══ Given records
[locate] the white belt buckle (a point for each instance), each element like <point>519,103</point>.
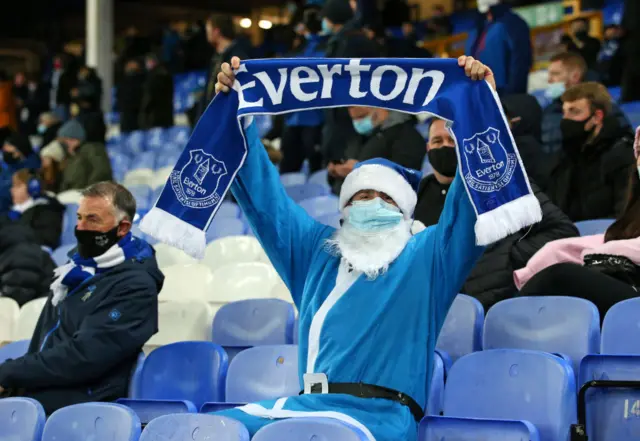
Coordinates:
<point>313,379</point>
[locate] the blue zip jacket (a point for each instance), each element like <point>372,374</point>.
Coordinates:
<point>86,348</point>
<point>506,49</point>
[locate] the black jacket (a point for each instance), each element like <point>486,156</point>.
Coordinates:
<point>491,280</point>
<point>590,182</point>
<point>86,348</point>
<point>25,269</point>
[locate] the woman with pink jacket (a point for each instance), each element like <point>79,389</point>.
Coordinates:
<point>603,268</point>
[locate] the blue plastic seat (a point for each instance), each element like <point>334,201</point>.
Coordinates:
<point>321,205</point>
<point>295,178</point>
<point>621,319</point>
<point>306,191</point>
<point>592,227</point>
<point>436,428</point>
<point>194,427</point>
<point>92,421</point>
<point>186,371</point>
<point>255,322</point>
<point>509,384</point>
<point>316,429</point>
<point>565,325</point>
<point>14,350</point>
<point>461,332</point>
<point>21,419</point>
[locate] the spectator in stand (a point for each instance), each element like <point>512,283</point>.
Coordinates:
<point>157,96</point>
<point>566,70</point>
<point>501,40</point>
<point>580,42</point>
<point>491,280</point>
<point>17,154</point>
<point>87,162</point>
<point>130,93</point>
<point>86,345</point>
<point>35,209</point>
<point>590,175</point>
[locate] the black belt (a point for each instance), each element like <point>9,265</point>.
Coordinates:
<point>363,390</point>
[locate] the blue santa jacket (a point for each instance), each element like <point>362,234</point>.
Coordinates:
<point>506,49</point>
<point>380,331</point>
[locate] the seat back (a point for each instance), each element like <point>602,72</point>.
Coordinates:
<point>190,370</point>
<point>612,414</point>
<point>194,426</point>
<point>28,318</point>
<point>461,332</point>
<point>566,325</point>
<point>316,429</point>
<point>21,419</point>
<point>513,384</point>
<point>619,320</point>
<point>92,421</point>
<point>254,322</point>
<point>263,373</point>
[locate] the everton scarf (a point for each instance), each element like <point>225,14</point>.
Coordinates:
<point>488,159</point>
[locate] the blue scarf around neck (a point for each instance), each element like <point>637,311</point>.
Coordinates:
<point>488,159</point>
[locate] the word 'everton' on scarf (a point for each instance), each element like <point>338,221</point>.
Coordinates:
<point>494,177</point>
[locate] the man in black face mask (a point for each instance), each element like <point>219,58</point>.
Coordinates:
<point>589,176</point>
<point>103,307</point>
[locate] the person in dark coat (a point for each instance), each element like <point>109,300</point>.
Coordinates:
<point>491,280</point>
<point>130,93</point>
<point>157,96</point>
<point>589,176</point>
<point>35,209</point>
<point>94,324</point>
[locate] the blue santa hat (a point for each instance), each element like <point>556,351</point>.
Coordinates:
<point>379,174</point>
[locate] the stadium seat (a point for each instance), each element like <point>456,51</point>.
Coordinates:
<point>461,332</point>
<point>232,249</point>
<point>520,385</point>
<point>254,322</point>
<point>182,320</point>
<point>14,350</point>
<point>21,419</point>
<point>612,414</point>
<point>92,421</point>
<point>621,319</point>
<point>192,371</point>
<point>306,191</point>
<point>194,427</point>
<point>437,428</point>
<point>28,318</point>
<point>9,311</point>
<point>561,325</point>
<point>316,429</point>
<point>184,282</point>
<point>592,227</point>
<point>242,281</point>
<point>321,205</point>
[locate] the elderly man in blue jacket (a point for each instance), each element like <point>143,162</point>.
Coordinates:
<point>102,308</point>
<point>502,41</point>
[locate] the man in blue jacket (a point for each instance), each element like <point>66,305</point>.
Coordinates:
<point>102,308</point>
<point>502,41</point>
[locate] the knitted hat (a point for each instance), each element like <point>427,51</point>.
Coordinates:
<point>72,129</point>
<point>337,11</point>
<point>400,183</point>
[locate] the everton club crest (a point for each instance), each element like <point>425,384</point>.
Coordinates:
<point>196,184</point>
<point>489,166</point>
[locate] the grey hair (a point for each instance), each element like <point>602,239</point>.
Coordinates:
<point>124,204</point>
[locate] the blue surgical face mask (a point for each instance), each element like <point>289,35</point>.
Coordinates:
<point>374,215</point>
<point>555,90</point>
<point>364,126</point>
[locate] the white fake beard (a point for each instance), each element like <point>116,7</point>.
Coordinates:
<point>370,253</point>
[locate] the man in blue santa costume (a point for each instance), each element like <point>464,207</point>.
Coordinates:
<point>371,295</point>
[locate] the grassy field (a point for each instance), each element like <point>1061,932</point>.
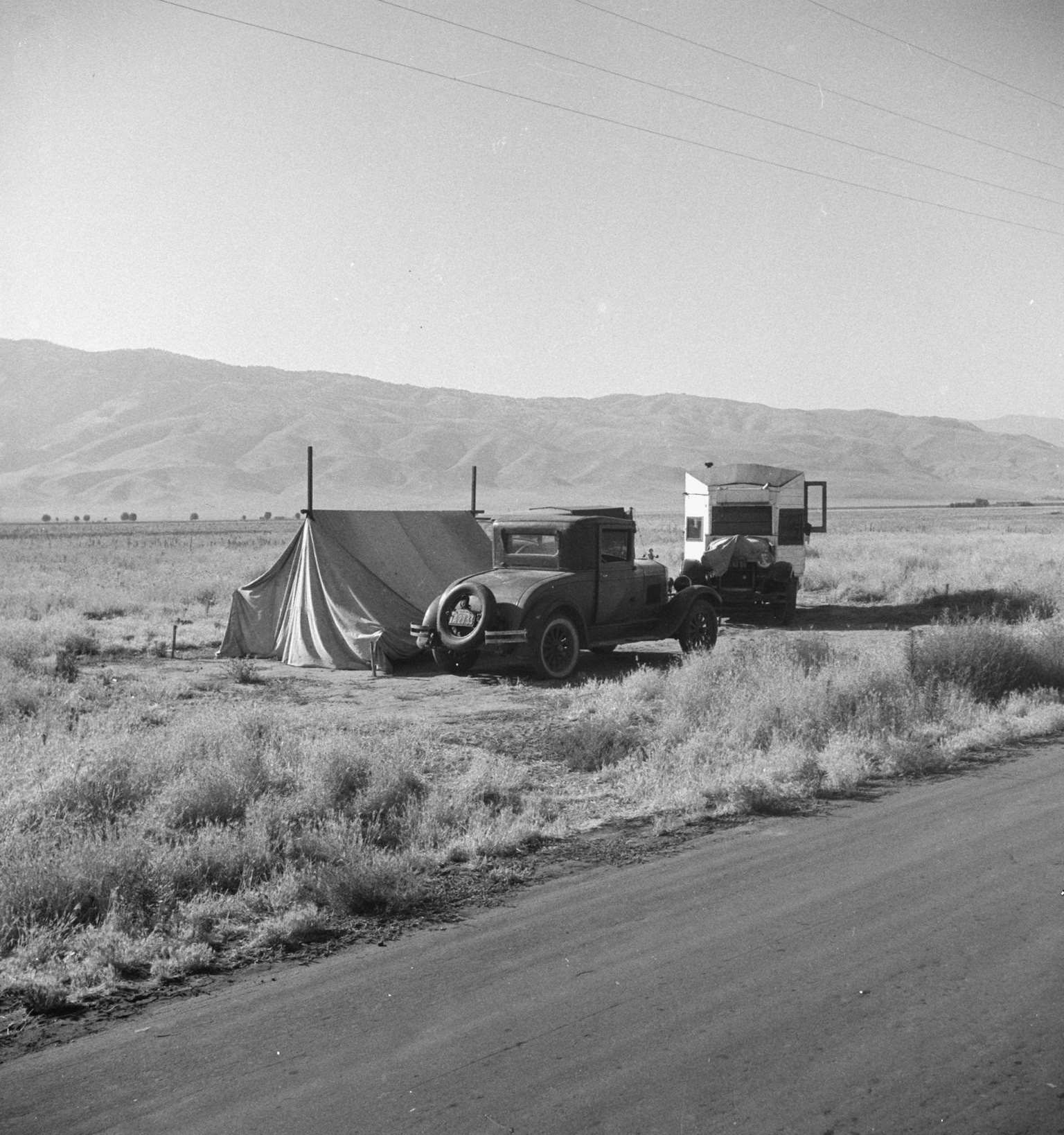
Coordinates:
<point>150,829</point>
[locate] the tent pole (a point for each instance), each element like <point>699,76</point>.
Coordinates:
<point>310,479</point>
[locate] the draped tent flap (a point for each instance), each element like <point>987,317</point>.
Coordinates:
<point>350,585</point>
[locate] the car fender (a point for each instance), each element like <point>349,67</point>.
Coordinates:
<point>553,605</point>
<point>679,606</point>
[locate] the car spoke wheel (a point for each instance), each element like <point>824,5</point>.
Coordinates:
<point>557,647</point>
<point>698,631</point>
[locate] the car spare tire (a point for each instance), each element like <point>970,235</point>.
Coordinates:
<point>466,612</point>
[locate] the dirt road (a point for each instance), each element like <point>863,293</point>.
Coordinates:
<point>891,966</point>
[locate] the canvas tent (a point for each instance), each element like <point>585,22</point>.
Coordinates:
<point>347,587</point>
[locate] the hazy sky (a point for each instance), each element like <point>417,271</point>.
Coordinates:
<point>170,179</point>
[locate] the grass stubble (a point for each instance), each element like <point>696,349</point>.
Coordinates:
<point>151,830</point>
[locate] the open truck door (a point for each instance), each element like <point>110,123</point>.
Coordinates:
<point>745,528</point>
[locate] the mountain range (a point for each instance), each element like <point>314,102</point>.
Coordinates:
<point>166,435</point>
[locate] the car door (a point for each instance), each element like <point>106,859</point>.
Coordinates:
<point>619,586</point>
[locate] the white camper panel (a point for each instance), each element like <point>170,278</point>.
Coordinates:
<point>747,500</point>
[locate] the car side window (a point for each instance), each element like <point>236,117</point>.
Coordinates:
<point>530,544</point>
<point>616,545</point>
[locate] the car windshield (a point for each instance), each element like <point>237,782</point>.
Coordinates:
<point>530,544</point>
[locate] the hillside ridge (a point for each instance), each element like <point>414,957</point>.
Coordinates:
<point>165,435</point>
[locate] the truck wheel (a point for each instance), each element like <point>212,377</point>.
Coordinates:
<point>453,663</point>
<point>556,647</point>
<point>699,629</point>
<point>464,614</point>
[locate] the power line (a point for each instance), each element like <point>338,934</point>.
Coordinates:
<point>603,118</point>
<point>818,87</point>
<point>935,55</point>
<point>718,106</point>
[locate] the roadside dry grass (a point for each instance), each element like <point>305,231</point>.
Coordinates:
<point>149,830</point>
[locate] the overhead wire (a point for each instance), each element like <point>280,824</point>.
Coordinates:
<point>817,87</point>
<point>605,118</point>
<point>718,106</point>
<point>935,55</point>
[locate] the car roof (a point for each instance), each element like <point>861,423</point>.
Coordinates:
<point>551,514</point>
════
Please give back the data above word for word, with no pictures included.

[locate] the white belt buckle (a point for each instance), each element like <point>519,103</point>.
Coordinates:
<point>313,379</point>
[locate] the blue zip jacket (a point for each instance), each element like <point>372,374</point>.
Coordinates:
<point>86,348</point>
<point>506,49</point>
[locate] the black jacket (a point for each instance), each element like <point>486,156</point>.
Coordinates:
<point>491,280</point>
<point>590,182</point>
<point>86,348</point>
<point>25,269</point>
[locate] the woman with pink jacket (a point for each instance), each element like <point>79,389</point>.
Coordinates:
<point>603,268</point>
[locate] the blue plastic seat (a point for each instance), each element like <point>334,201</point>.
Coordinates:
<point>321,205</point>
<point>295,178</point>
<point>621,319</point>
<point>306,191</point>
<point>592,227</point>
<point>436,428</point>
<point>194,427</point>
<point>92,421</point>
<point>186,371</point>
<point>255,322</point>
<point>509,384</point>
<point>316,429</point>
<point>565,325</point>
<point>14,350</point>
<point>461,332</point>
<point>21,419</point>
[locate] the spectator in stand (a point for each instance), each element like <point>512,283</point>.
Coordinates:
<point>157,96</point>
<point>566,70</point>
<point>501,40</point>
<point>580,42</point>
<point>491,280</point>
<point>17,154</point>
<point>87,162</point>
<point>130,93</point>
<point>86,345</point>
<point>35,209</point>
<point>590,175</point>
[locate] the black belt (a point for each instance), each element like <point>9,265</point>.
Coordinates:
<point>363,390</point>
[locate] the blue santa jacket (a point for each instance), each element like <point>362,234</point>.
Coordinates:
<point>506,49</point>
<point>380,331</point>
[locate] the seat back (a point for each instance), each element like <point>602,72</point>.
Coordinates:
<point>190,370</point>
<point>612,414</point>
<point>194,426</point>
<point>28,318</point>
<point>461,332</point>
<point>566,325</point>
<point>316,429</point>
<point>21,419</point>
<point>513,384</point>
<point>619,320</point>
<point>92,421</point>
<point>254,322</point>
<point>263,373</point>
[locate] the everton scarf (a point for each instance), each element like <point>225,14</point>.
Coordinates:
<point>488,159</point>
[locate] the blue scarf around neck (a point for each instance), each element like <point>637,311</point>.
Coordinates:
<point>488,159</point>
[locate] the word 'everton' on scarf (a point for each instance), each element like <point>338,221</point>.
Coordinates:
<point>494,177</point>
[locate] the man in black face mask (a point for each instance), each element like <point>219,58</point>.
Coordinates:
<point>589,176</point>
<point>103,307</point>
[locate] the person in dark coat (a point for each instance), each element like <point>109,300</point>.
Coordinates:
<point>491,280</point>
<point>130,93</point>
<point>157,96</point>
<point>589,176</point>
<point>35,209</point>
<point>94,324</point>
[locate] the blue santa hat (a point for each instance), each element like <point>556,351</point>.
Coordinates:
<point>379,174</point>
[locate] the stadium seat (a point for each instance), each element like <point>456,51</point>.
Coordinates:
<point>461,332</point>
<point>232,249</point>
<point>520,385</point>
<point>254,322</point>
<point>182,320</point>
<point>14,350</point>
<point>21,419</point>
<point>612,414</point>
<point>92,421</point>
<point>621,319</point>
<point>192,371</point>
<point>306,191</point>
<point>194,427</point>
<point>437,428</point>
<point>28,318</point>
<point>9,311</point>
<point>561,325</point>
<point>316,429</point>
<point>184,282</point>
<point>592,227</point>
<point>242,281</point>
<point>321,205</point>
[locate] the elderly man in blue jacket (a point for each instance), each element like <point>143,162</point>.
Coordinates:
<point>102,308</point>
<point>502,41</point>
[locate] the man in blue jacket (a point for each instance), each element like <point>66,305</point>.
Coordinates:
<point>102,308</point>
<point>502,41</point>
[locate] the knitted hat (a point for each instance), each element like <point>427,51</point>.
Coordinates:
<point>72,129</point>
<point>337,11</point>
<point>400,183</point>
[locate] the everton club crest (a point for each instance), each element like <point>425,384</point>.
Coordinates:
<point>196,184</point>
<point>489,166</point>
[locate] the grey hair (a point for each instance), each element like <point>602,239</point>.
Coordinates:
<point>124,204</point>
[locate] the blue surgical face mask (a point for each instance), each element like <point>289,35</point>.
Coordinates:
<point>374,215</point>
<point>555,90</point>
<point>364,126</point>
[locate] the white fake beard (a point for each instance), each element like <point>116,7</point>.
Coordinates:
<point>370,253</point>
[locate] the man in blue santa costume (a point for each instance), each element like <point>464,207</point>.
Coordinates:
<point>371,295</point>
[locate] the grassy field (a point for each instance), each element like <point>1061,932</point>.
Coordinates:
<point>150,829</point>
[locate] the tent pole (a point for each instance), each element like <point>699,76</point>.
Coordinates:
<point>310,479</point>
[locate] the draped tent flap (a point for each instance), each element like <point>987,317</point>.
Coordinates:
<point>350,585</point>
[locate] the car fender (a point for each instance), each element like <point>349,67</point>.
Coordinates:
<point>553,605</point>
<point>679,606</point>
[locate] the car spoke wheel (a point for each instance), each element like <point>824,5</point>.
Coordinates:
<point>557,647</point>
<point>698,631</point>
[locate] the car spare tire (a point for each instance), each element like <point>970,235</point>.
Coordinates:
<point>466,612</point>
[locate] the dirt road (a point for each instance), each element like <point>863,293</point>.
Coordinates:
<point>891,966</point>
[locate] the canvas tent (a point for each instance), each element like <point>585,22</point>.
Coordinates:
<point>347,587</point>
[locate] the hazy sky (a point for each instance), each element like <point>417,271</point>.
Coordinates:
<point>170,179</point>
[locate] the grass stubble (a point for each instance), each element like <point>696,349</point>.
Coordinates:
<point>151,830</point>
[locate] the open truck door (a point for each instance), each element like <point>110,123</point>.
Coordinates:
<point>745,528</point>
[locate] the mountain range (a point for each instance), each element like <point>314,102</point>.
Coordinates:
<point>166,435</point>
[locate] the car door (a point for each instance), each element like <point>106,859</point>.
Coordinates:
<point>619,586</point>
[locate] the white camper panel (a point for each instance), each element like <point>170,278</point>.
Coordinates:
<point>747,500</point>
[locate] the car side window (a point for each instance), each element like <point>236,117</point>.
Coordinates:
<point>530,544</point>
<point>616,545</point>
[locate] the car windshield (a point for each instance), each element like <point>237,782</point>.
Coordinates:
<point>530,544</point>
[locate] the hillside ridge (a point for each instance), each element like <point>414,957</point>.
Coordinates:
<point>165,435</point>
[locate] the truck wheel (a point for each instance), each element like <point>212,377</point>.
Coordinates:
<point>453,663</point>
<point>556,647</point>
<point>699,629</point>
<point>464,614</point>
[locate] the power line (a point for each instance), each element like <point>338,934</point>.
Coordinates:
<point>603,118</point>
<point>818,87</point>
<point>935,55</point>
<point>718,106</point>
[locate] the roadside dry grass (a point for each instance), each element like <point>305,231</point>.
Coordinates:
<point>149,830</point>
[locate] the overhead wire (a point for each instance), each element like <point>280,824</point>.
Coordinates:
<point>817,87</point>
<point>605,118</point>
<point>718,106</point>
<point>935,55</point>
[locate] the car roof (a point for each instance), each element like <point>861,423</point>.
Coordinates:
<point>551,514</point>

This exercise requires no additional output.